[Begin Working data]

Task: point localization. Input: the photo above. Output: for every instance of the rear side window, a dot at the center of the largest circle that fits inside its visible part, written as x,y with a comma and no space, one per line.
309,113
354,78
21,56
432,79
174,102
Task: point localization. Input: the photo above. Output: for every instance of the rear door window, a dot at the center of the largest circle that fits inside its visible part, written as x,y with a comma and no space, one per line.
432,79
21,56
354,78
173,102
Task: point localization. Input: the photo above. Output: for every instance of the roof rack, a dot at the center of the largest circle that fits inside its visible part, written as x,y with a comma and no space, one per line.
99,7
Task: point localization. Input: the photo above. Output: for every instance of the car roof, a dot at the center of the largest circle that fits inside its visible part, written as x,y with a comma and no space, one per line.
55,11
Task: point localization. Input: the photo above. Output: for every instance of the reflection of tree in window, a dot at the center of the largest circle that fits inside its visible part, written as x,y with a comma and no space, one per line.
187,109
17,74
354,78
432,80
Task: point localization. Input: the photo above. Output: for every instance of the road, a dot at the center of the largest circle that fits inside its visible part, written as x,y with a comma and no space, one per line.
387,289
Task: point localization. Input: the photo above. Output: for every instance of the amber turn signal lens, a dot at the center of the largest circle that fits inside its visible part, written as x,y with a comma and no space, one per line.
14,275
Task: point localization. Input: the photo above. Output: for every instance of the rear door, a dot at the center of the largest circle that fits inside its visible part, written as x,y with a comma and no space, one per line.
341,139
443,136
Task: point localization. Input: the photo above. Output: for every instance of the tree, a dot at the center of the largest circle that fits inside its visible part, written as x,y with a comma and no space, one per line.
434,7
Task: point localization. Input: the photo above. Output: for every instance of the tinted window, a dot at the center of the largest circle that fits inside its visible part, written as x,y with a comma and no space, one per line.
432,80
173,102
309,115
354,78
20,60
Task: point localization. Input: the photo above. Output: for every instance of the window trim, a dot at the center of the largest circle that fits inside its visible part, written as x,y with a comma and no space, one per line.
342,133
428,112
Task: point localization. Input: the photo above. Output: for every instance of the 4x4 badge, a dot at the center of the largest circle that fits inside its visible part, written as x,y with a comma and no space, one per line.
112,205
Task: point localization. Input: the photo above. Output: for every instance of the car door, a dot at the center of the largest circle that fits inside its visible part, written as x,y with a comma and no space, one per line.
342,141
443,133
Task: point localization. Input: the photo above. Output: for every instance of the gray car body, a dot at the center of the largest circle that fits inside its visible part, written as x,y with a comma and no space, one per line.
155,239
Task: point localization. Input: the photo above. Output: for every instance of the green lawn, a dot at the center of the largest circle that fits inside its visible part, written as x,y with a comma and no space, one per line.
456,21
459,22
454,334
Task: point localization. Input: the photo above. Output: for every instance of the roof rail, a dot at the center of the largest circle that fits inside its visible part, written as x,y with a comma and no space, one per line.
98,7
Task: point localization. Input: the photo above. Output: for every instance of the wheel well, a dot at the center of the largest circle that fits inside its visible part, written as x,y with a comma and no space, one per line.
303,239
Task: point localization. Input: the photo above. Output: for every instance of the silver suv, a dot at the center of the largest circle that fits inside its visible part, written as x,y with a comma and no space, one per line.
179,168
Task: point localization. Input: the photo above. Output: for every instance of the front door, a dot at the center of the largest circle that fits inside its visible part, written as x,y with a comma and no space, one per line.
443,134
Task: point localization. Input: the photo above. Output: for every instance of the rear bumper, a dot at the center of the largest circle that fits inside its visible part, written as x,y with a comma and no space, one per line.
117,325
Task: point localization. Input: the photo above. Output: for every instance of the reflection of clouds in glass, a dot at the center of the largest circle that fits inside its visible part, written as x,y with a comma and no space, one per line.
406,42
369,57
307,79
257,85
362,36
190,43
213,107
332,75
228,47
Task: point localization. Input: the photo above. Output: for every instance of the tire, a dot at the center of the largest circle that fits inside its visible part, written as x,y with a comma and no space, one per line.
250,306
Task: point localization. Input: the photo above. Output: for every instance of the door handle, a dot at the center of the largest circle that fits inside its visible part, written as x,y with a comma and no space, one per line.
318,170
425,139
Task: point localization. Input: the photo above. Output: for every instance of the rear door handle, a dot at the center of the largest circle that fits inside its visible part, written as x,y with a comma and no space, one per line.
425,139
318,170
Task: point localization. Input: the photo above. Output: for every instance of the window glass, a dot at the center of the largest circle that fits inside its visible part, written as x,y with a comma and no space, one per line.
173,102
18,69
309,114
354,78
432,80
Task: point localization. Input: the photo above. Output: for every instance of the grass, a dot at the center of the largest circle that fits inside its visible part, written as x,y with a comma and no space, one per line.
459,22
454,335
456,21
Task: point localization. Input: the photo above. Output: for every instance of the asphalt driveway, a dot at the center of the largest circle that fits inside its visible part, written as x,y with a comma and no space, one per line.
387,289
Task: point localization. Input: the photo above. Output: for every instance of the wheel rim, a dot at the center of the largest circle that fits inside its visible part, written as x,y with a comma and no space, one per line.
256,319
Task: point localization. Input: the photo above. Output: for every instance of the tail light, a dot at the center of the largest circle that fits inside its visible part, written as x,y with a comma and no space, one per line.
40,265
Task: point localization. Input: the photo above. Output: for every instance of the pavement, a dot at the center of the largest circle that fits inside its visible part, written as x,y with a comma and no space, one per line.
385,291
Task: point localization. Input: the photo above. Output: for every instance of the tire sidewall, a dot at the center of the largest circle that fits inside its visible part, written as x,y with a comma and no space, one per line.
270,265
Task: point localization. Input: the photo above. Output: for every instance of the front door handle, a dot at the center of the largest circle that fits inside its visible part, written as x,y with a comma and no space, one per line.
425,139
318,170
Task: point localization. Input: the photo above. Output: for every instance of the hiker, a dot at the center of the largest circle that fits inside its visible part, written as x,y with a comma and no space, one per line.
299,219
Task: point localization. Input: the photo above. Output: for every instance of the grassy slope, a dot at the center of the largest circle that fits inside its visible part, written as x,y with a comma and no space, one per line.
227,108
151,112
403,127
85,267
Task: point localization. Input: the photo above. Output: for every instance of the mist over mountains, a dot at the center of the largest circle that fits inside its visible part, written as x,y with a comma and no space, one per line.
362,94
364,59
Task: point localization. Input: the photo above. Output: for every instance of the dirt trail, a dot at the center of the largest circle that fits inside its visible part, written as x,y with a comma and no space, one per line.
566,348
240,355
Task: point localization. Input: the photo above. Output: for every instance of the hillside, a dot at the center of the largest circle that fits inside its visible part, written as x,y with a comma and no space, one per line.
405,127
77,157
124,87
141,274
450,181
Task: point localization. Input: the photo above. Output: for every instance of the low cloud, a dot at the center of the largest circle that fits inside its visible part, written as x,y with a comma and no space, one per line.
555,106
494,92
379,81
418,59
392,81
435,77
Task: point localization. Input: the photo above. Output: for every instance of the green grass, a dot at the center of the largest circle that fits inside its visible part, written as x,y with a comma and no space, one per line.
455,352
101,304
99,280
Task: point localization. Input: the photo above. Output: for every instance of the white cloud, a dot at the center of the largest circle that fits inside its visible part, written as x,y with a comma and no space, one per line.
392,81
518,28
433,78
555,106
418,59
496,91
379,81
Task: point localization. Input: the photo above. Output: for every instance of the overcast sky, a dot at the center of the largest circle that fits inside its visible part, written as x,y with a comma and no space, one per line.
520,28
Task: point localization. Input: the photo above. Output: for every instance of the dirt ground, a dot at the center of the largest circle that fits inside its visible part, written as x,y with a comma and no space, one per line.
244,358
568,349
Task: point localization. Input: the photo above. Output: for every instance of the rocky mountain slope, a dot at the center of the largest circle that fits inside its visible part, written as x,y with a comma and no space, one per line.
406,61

[End Working data]

** Exercise directions **
From the records above, extract each line exactly as shown.

** Exercise answer **
Task: point localization. Input: the photo above. Output: for every instance of the rear side window, a dot at the center of the largest circle that fits inside its visible part, written as x,y with a comma and no space, one per line.
309,113
354,78
21,56
432,79
174,102
Task: point localization. Input: the photo above. Output: for every instance of the rear door window, a dot at the center of the largest circle that fits inside its visible part, written as x,y with a comma and no space, one per line.
432,79
21,56
354,78
173,102
Task: point localization. Input: the photo above. Output: for every instance of the roof rack, a dot at the center of the largest circle that fits inside its visible part, written as x,y with a comma and no space, one per line.
99,7
Task: point localization. Input: the photo above. Output: for every instance of the car roof, a dot at the center of the largest circle that fits inside its visible part, written as x,y with a comma and no space, one per line.
55,11
Task: point localization. Input: the photo above. Output: for every instance of the reflection of tree in window, a dot at the center of the largest circle that fits inside its visible part, written as x,y with a comma and no space, one per line.
187,109
17,74
354,78
432,80
Task: point localization. Input: the photo above. Output: for every instance of the road, a dot at the center of the largest circle that fits inside its visible part, written as x,y with a comma and no space, one per line.
387,289
Task: point localization. Input: the photo above. Output: for every instance of the amber turn signal lens, a dot at the center of the largest circle that fits inside its visible part, written as x,y with a comma and no space, one per line.
14,275
Task: point localization. Input: the photo above. Output: for every instance of the rear door, a dot at the center of the largest circle that fits inside its visible part, written as x,y with a comma and no space, one per line.
341,139
443,136
Task: point localization. Input: the photo above. Output: for every instance of the tree, a dot at the center of the largest circle that fits inside its visible part, written as x,y with a comma and no space, one per line.
434,7
Task: point localization. Input: the photo above. Output: for every instance of the tinted window, a dot at the center of the largest circle that fits inside its visible part, written as x,y with a comma and no space, one per line.
432,80
173,102
309,115
354,78
20,60
Task: point localization. Input: the photo above. Output: for every instance of the window trim, a dot at the center of the largest circle that fits inside its visible part, written as x,y with a comma and no space, one per line.
342,133
428,112
Task: point localization. Input: the photo above. Output: for every instance of the 4x4 badge, a dot at the center of the largest circle that fits inside its visible part, written as x,y with a comma and no space, one per line.
112,205
Task: point localization. Input: the photo above. Output: for every instance of the car door, a dot at the center of the largest circle that fits inside its visible part, written as x,y with a comma and no space, one per line.
342,141
443,133
Task: point localization. Input: the photo above. Output: for every instance of the gray car body, a dot at the center of the largest circle that fits inside its visible part, written as x,y with a comma and no space, one per line.
155,239
Task: point localization. Input: the photo above. Output: for every instance of the green lawn, a dot at the center of the largest circle that fits inside its visible part, written as x,y with a comma and no space, one per line.
456,21
459,22
454,334
Task: point localization. Input: the photo above. Output: for every instance of the roof rail, a dot at the center of the largest circle that fits inside its visible part, written as x,y with a comma and no space, one per line.
98,7
Task: point localization. Input: the photo above. Output: for every instance of the wheel well, a dot at the center of the largest circle that fits inside its visible part, written as x,y with a comma and no space, one per line.
303,239
Task: point localization. Input: the photo above. Output: for every instance of the silver suv, a dot at the center of the largest circle that fits inside its visible part, written as x,y with a comma and no space, one per line.
179,168
Task: point localization. Input: the photo above. Output: for every instance of the front door, a dot at the center of the largest circle that fits inside its visible part, written as x,y with a comma and no space, one per line.
443,134
Task: point localization. Input: the photo above. Output: for every instance of the rear bumper, a dot at the center of the largest circle that fits inside its visible part, written as x,y with a comma and no space, one per line.
117,325
Task: point localization. Input: the photo above. Output: for every instance of the reflection of clouds in glass, a dot at the center of the largest circle that fits inside its visible part, written as x,y with a comma and no space, one per line.
406,42
369,57
307,79
257,85
362,36
190,43
213,107
332,75
228,47
Task: point localization. Input: the photo above. Output: for every instance of the tire, a dot at the center of the largest circle that fits inside its visible part, written as x,y with a comma and no space, one per line.
250,306
Task: point localization. Input: the photo above. Output: for every instance of the door handle, a dot at the center of the largest circle that fits inside its visible part, written as x,y with a comma and no space, one per line.
318,170
425,139
Task: point localization. Input: the photo above. Output: for every instance of the rear door handle, a dot at the center of the largest circle that fits inside its visible part, written as x,y with a comma and no space, one per line.
425,139
318,170
Task: point localization. Input: the photo above. Output: for every instance of the window glass, a dot at the center of the largest circle that fits inside its visible part, written as x,y with a comma and no space, one per line.
173,102
18,69
309,114
354,78
432,80
Task: point localization. Input: the photo above. Output: for every instance of the grass, a dot at the center of the largest circle that fits inside its visible part, written as x,y with a comma and no space, one per line.
459,22
454,335
456,21
Task: point localization. Input: the photo above. Output: for every instance of the asphalt driveway, a dot at the center of the largest circle that fits inside its visible part, written as x,y with a comma and no space, one per line.
387,289
Task: point localization. Input: the photo above. Output: for every instance of the wheel rim, a dot at the center of the largest circle that fits inside its visible part, written as x,y with a comma and no space, one per line.
256,319
Task: point localization. Input: the photo above. Output: for every instance of the tail light, a dot at the center of the largest circle that fits inside its visible part, written as x,y with a comma and no space, one per line.
40,265
Task: point localization. Input: the photo above. Output: for every instance of the pavement, a dot at the center of the largest circle that fits inside its visible part, written as x,y with a comma and no space, one per line.
385,291
Task: point localization. Input: the photo above. Output: for every instance of the tire sidewall, a dot at the center of the largest circle that fits inside its visible part, written as x,y with a comma and no space, one per line.
270,265
Task: point localization. Input: the photo above. Output: for every instance of the front door handle, a dot at the center of the largest circle that fits inside its visible part, written as x,y with a comma and no space, one per line.
425,139
318,170
Task: point localization. Input: the photo above. Output: for every instance of the hiker, a dot at the center of the largest circle that fits inside its visible part, written as x,y with a comma and no space, one per line.
299,219
Task: point localization. Input: the photo above. Output: for every instance of the grassy slope, a dot at the center of the largest circle that fits inside its visible part, written as x,y with a comma and no space, one per line.
227,108
151,112
403,127
85,267
Task: point localization. Input: the photo above. Output: for every instance of the mist over mountains, a dot at the center of the largest circle that fits inside its visible part, written as x,y with a comma and no space, one per line.
362,94
364,59
Task: point localization. Input: the photo above. Output: for every instance of the dirt trail, a dot at the center of the largest circle that fits inside its visible part, written as x,y with a comma and no space, one per line.
566,348
240,355
Task: point localization. Input: the photo above. Output: for every instance of the hillside, a dot at the center of the largest circle that fits inside its visible part, written as x,y with a comma and no space, one per line.
405,127
77,157
124,87
141,274
450,181
Task: point localization. Input: the photo above. Output: for every instance of the low cloud, a dot at the center of the largest circle that fits inside its visible part, written as x,y with a comma and no space, one per line.
555,106
494,92
379,81
418,59
392,81
435,77
Task: point localization. Input: the photo above. Output: for every instance of the green grass, a dot at the center of the largest circle that fits inside its visible part, written as x,y with a comma and no space, one per line.
455,352
101,304
99,280
Task: point localization. Input: the photo above. Output: for every instance of the white cloud, a dot at the center of the largest circle that fits inside its visible part, written as x,y with a comma and no space, one per line.
392,81
518,28
433,78
555,106
418,59
496,91
379,81
Task: point localization. Input: the photo above. Output: for every instance of the overcast sky, a dot at the center of the largest circle that fits inside its visible part, written as x,y with a comma and no space, one per line.
520,28
Task: point localization. Input: the photo above. Output: for every instance of the dirt ground, a dot at the center of the largest circle that fits inside its visible part, written as x,y with a comma and no space, one per line.
244,358
568,349
Task: point localization. Input: the photo above. Output: for every instance of the rocky mountain slope, a dot at the center of the largest circle that fits inside its visible part, written as x,y with a comma and no space, one per line.
406,61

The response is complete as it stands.